### Provided passage
------------------------

Italian operatic soprano

Marcella Pobbe (13 July 1921 – 17 June 2003) was an Italian operatic soprano who sang a wide range of roles in both the lyric and spinto repertory.

Marcella Pobbe as Bathsheba in David, Teatro alla Scala, Milan, 1955.

Pobbe was born in Montegalda near Vicenza, where she studied with Elena Fava, and later entered the Rossini Conservatory in Pesaro, where she studied with Rinalda Pavoni. She also studied at the Accademia Chigiana in Siena with Giorgio Favaretto. She made her stage debut in Spoleto, as Gounod's Marguerite, in 1949, and the same year, first appeared at the Teatro San Carlo in Naples, where she was to appear regularly until 1973.

She made her debut at the Rome Opera in 1954, in the title role of Gluck's Iphigénie en Tauride, and at La Scala in 1955, as Bathseba in the premiere of Darius Milhaud's David. She appeared at the Baths of Caracalla in 1957, as Mathilde in Guglielmo Tell, and in 1959 as Elsa in Lohengrin. She also sang at most major opera houses in Italy, Venice, Parma, Bologna, Florence, Mantua, Palermo, etc., as well as on Italian radio and television.

On the international scene, she made guest appearances at the Monte Carlo Opera, the Zurich Opera, the Vienna State Opera, the Royal Opera House in London, the Liceo in Barcelona. In North America, she sang at the Philadelphia Opera and at the Metropolitan Opera in New York, for a few performances of Marguerite and Mimi during the 1958-59 season.

------------------------

### Directions
(a) List every teacher the Marcella Pobbe biography names as someone she studied with.
(b) Reproduce the portion of the Marcella Pobbe biography between "Marcella Pobbe (13 July" and "regularly until 1973.", inclusive.

### Entries supplied
------------------------

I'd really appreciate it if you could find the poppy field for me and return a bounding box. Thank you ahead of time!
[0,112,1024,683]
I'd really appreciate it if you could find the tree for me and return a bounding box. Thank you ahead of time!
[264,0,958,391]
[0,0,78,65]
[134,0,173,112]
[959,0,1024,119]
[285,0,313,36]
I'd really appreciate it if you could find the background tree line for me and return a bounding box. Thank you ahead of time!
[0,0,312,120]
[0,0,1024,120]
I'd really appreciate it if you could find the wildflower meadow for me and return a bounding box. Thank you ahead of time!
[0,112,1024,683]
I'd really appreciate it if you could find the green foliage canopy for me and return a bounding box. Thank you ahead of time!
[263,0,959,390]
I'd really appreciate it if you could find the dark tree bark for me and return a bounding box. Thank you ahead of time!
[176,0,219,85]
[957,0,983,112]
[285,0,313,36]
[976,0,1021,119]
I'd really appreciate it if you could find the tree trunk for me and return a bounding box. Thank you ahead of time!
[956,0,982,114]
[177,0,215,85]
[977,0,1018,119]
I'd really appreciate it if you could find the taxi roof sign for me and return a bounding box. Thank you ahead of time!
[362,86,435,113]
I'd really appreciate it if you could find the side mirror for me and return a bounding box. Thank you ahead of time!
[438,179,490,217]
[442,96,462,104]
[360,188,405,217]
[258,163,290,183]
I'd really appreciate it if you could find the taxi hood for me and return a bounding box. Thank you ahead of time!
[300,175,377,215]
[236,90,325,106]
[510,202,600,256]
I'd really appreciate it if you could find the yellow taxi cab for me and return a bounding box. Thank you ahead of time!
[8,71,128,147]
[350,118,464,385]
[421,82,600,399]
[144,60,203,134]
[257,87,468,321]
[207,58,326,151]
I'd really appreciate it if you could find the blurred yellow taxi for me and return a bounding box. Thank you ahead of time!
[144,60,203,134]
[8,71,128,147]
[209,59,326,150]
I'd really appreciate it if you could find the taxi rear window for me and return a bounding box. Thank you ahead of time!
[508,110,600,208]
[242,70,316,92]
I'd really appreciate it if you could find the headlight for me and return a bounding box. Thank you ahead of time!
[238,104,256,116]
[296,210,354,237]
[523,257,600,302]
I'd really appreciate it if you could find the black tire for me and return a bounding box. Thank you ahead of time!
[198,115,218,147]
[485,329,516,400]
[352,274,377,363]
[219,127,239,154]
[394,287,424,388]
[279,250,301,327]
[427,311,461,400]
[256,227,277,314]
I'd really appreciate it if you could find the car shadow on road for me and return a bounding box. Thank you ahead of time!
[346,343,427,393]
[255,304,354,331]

------------------------

### Expected outputs
(a)
Elena Fava
Rinalda Pavoni
Giorgio Favaretto

(b)
Marcella Pobbe (13 July 1921 – 17 June 2003) was an Italian operatic soprano who sang a wide range of roles in both the lyric and spinto repertory.

Marcella Pobbe as Bathsheba in David, Teatro alla Scala, Milan, 1955.

Pobbe was born in Montegalda near Vicenza, where she studied with Elena Fava, and later entered the Rossini Conservatory in Pesaro, where she studied with Rinalda Pavoni. She also studied at the Accademia Chigiana in Siena with Giorgio Favaretto. She made her stage debut in Spoleto, as Gounod's Marguerite, in 1949, and the same year, first appeared at the Teatro San Carlo in Naples, where she was to appear regularly until 1973.